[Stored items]
★ ★ ★

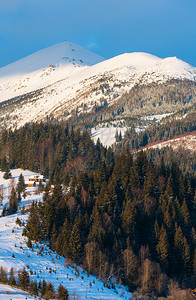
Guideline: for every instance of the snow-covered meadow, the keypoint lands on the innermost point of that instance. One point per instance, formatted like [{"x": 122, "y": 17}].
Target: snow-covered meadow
[{"x": 43, "y": 263}]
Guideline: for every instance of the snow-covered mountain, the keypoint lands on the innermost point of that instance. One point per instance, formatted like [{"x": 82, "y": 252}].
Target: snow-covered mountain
[{"x": 66, "y": 80}]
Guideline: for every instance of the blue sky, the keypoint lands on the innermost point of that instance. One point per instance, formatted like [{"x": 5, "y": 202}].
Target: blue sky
[{"x": 107, "y": 27}]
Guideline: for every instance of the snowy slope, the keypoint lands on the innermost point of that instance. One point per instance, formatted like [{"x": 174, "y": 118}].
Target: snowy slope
[
  {"x": 44, "y": 264},
  {"x": 66, "y": 78},
  {"x": 7, "y": 292},
  {"x": 43, "y": 68}
]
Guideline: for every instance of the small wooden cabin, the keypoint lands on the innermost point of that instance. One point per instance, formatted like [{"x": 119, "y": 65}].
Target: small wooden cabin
[
  {"x": 37, "y": 178},
  {"x": 30, "y": 184}
]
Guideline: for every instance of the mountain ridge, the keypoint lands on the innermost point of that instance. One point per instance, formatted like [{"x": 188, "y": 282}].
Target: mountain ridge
[{"x": 72, "y": 80}]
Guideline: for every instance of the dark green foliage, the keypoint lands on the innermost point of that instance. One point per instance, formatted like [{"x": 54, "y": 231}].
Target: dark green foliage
[
  {"x": 7, "y": 174},
  {"x": 12, "y": 280},
  {"x": 116, "y": 214},
  {"x": 33, "y": 289},
  {"x": 13, "y": 201},
  {"x": 117, "y": 217},
  {"x": 23, "y": 279},
  {"x": 21, "y": 185}
]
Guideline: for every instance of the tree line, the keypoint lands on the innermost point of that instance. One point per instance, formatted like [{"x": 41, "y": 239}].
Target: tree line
[
  {"x": 21, "y": 279},
  {"x": 124, "y": 219}
]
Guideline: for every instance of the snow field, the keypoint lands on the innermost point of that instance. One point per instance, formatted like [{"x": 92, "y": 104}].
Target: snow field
[{"x": 43, "y": 263}]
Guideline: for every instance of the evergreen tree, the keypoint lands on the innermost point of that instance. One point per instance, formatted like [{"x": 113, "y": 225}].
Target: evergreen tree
[
  {"x": 21, "y": 185},
  {"x": 33, "y": 289},
  {"x": 23, "y": 279},
  {"x": 12, "y": 280},
  {"x": 163, "y": 249},
  {"x": 62, "y": 293},
  {"x": 13, "y": 202},
  {"x": 7, "y": 174},
  {"x": 75, "y": 244}
]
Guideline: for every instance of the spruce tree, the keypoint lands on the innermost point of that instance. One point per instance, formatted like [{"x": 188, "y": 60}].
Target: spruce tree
[
  {"x": 12, "y": 280},
  {"x": 75, "y": 244},
  {"x": 23, "y": 279},
  {"x": 13, "y": 202},
  {"x": 163, "y": 249},
  {"x": 7, "y": 174},
  {"x": 21, "y": 185},
  {"x": 62, "y": 293}
]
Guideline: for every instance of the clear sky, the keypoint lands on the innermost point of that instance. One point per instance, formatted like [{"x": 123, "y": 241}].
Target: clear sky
[{"x": 107, "y": 27}]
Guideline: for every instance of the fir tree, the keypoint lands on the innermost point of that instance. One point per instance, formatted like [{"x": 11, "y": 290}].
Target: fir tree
[
  {"x": 13, "y": 202},
  {"x": 163, "y": 249},
  {"x": 23, "y": 279},
  {"x": 12, "y": 280},
  {"x": 21, "y": 185},
  {"x": 7, "y": 174},
  {"x": 75, "y": 244},
  {"x": 62, "y": 293}
]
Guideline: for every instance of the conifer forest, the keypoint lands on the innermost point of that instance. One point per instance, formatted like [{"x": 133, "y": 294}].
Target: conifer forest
[{"x": 119, "y": 214}]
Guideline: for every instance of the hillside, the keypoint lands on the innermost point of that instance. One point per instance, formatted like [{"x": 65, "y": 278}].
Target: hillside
[
  {"x": 41, "y": 260},
  {"x": 66, "y": 81}
]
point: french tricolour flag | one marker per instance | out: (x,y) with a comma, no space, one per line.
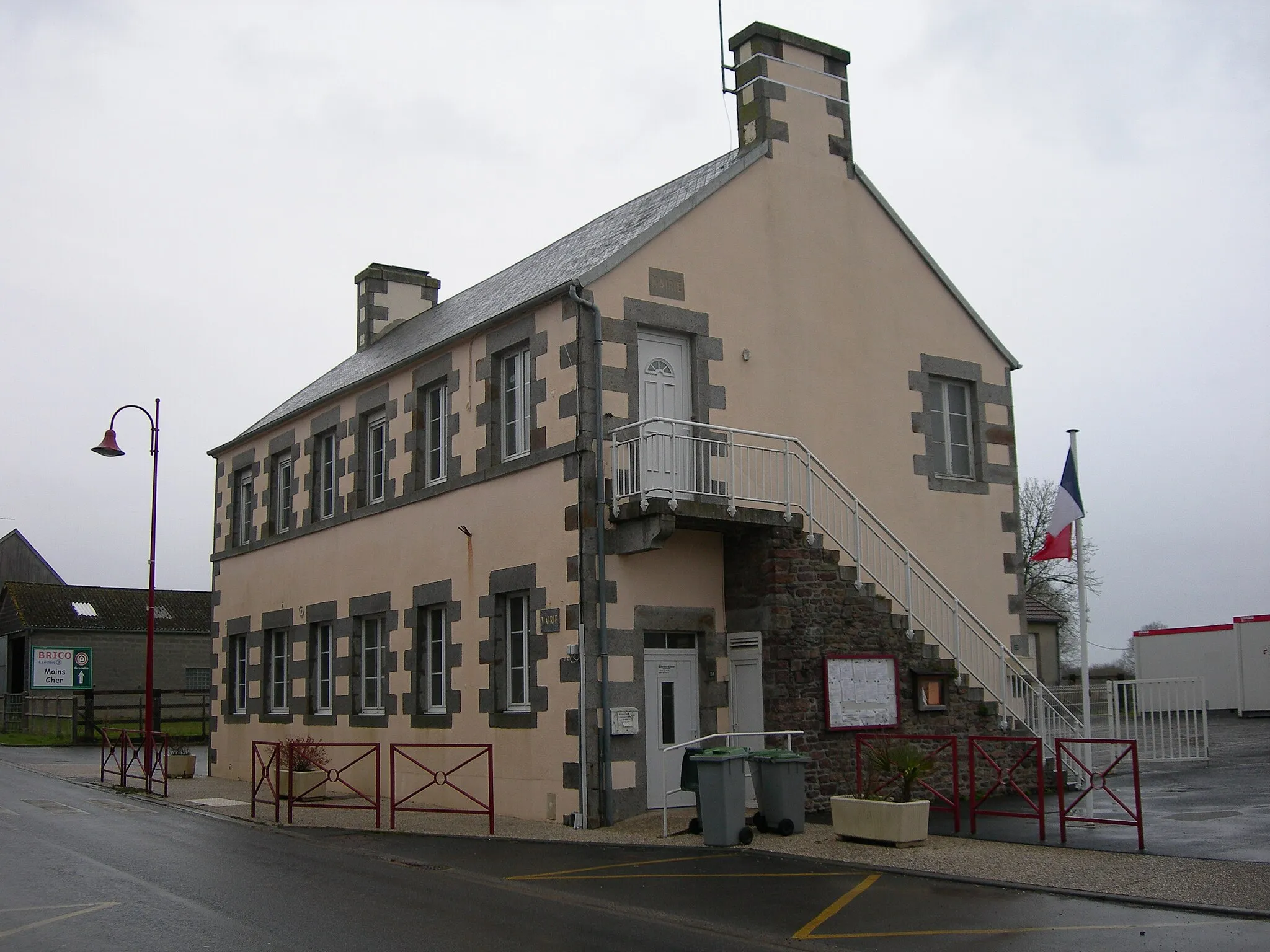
(1067,509)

★ ★ ★

• [Exercise goal]
Set down the data exactly as it appears, without any images.

• [Output for this task]
Guideline: for every instance of the snow-covered meadow, the keypoint lands on the innermost point of that instance. One point per instance, formatted like [{"x": 122, "y": 17}].
Target: snow-covered meadow
[{"x": 43, "y": 263}]
Guideline: for every instance of the snow-covered mountain, the keypoint lands on the innermost point of that instance. One point per instance, formatted like [{"x": 82, "y": 252}].
Target: snow-covered mountain
[{"x": 66, "y": 80}]
Guideline: for every instance of the blue sky, the keypoint lands on the innermost point of that instance. One point per instance, formatted like [{"x": 5, "y": 202}].
Target: blue sky
[{"x": 107, "y": 27}]
Guideline: for every instance of the snowy slope, the keypoint lands on the innermost point of that instance. One point per instance, formatted like [{"x": 174, "y": 118}].
Target: snowy slope
[
  {"x": 44, "y": 264},
  {"x": 66, "y": 78},
  {"x": 7, "y": 292},
  {"x": 43, "y": 68}
]
Guideline: for every instance of the small wooden cabin, the keypoint lands on the innermost point of that instance. One point per instance, formatted like [{"x": 119, "y": 65}].
Target: small wooden cabin
[
  {"x": 37, "y": 178},
  {"x": 30, "y": 184}
]
Guideline: for every instance of the mountain ridge, the keypoint lands on the innermost point of that instance. One point per instance, formatted like [{"x": 188, "y": 282}].
Target: mountain ridge
[{"x": 72, "y": 80}]
Guideline: for every instance of the dark green foliage, the keypoint lands on the innermost point of that instance. One point per instance, formatted like [{"x": 54, "y": 231}].
Target: dark green foliage
[
  {"x": 7, "y": 174},
  {"x": 12, "y": 280},
  {"x": 116, "y": 214},
  {"x": 33, "y": 289},
  {"x": 13, "y": 201},
  {"x": 117, "y": 217},
  {"x": 23, "y": 279},
  {"x": 21, "y": 185}
]
Guideline: for every instance of the tree line, the keypoint lands on the innermost point of that instance. One point per instance, formatted like [{"x": 41, "y": 239}].
Target: tree line
[
  {"x": 21, "y": 279},
  {"x": 124, "y": 219}
]
Guideline: for every instance of the snow field, the keypoint lands on the innermost point of that instance. One point per instance, formatted like [{"x": 92, "y": 104}].
Target: snow field
[{"x": 43, "y": 263}]
Guideline: for every instance of the evergreen tree, the keypoint lands on the innermost point of that instance. One point per instance, formatted like [{"x": 113, "y": 225}].
Target: evergreen tree
[
  {"x": 21, "y": 185},
  {"x": 33, "y": 289},
  {"x": 23, "y": 279},
  {"x": 12, "y": 280},
  {"x": 163, "y": 249},
  {"x": 62, "y": 293},
  {"x": 13, "y": 202},
  {"x": 7, "y": 174},
  {"x": 75, "y": 244}
]
Guideline: for every instance of the spruce tree, the keypoint lands on the innermost point of that instance. One point per instance, formatted like [{"x": 188, "y": 60}].
Target: spruce tree
[
  {"x": 12, "y": 280},
  {"x": 75, "y": 244},
  {"x": 23, "y": 279},
  {"x": 13, "y": 202},
  {"x": 163, "y": 249},
  {"x": 7, "y": 174},
  {"x": 21, "y": 185},
  {"x": 62, "y": 293}
]
Guideline: for every instance of the clear sky, the keypoint lands on the innermost point of that instance. One point per instance, formatted like [{"x": 123, "y": 241}].
Target: clear sky
[{"x": 107, "y": 27}]
Guideline: for every instance of the fir tree, the keypoint lands on the innermost point of that instance. One point per instance, formatted like [{"x": 11, "y": 290}].
Target: fir tree
[
  {"x": 13, "y": 202},
  {"x": 163, "y": 249},
  {"x": 23, "y": 279},
  {"x": 12, "y": 280},
  {"x": 21, "y": 185},
  {"x": 7, "y": 174},
  {"x": 75, "y": 244},
  {"x": 62, "y": 293}
]
Guideline: for every instance of the conifer forest, the keypoint lands on the innermost point of that instance. One point per instance, formatted like [{"x": 133, "y": 294}].
Target: conifer forest
[{"x": 119, "y": 214}]
Guideline: for every instance of the hillside, the keypoint lands on the innermost point of that instance. One point per instance, formatted like [{"x": 65, "y": 278}].
Target: hillside
[
  {"x": 41, "y": 260},
  {"x": 66, "y": 81}
]
point: french tricolour flag | one marker per instance | out: (x,y) with a comma, no space, one per line.
(1067,509)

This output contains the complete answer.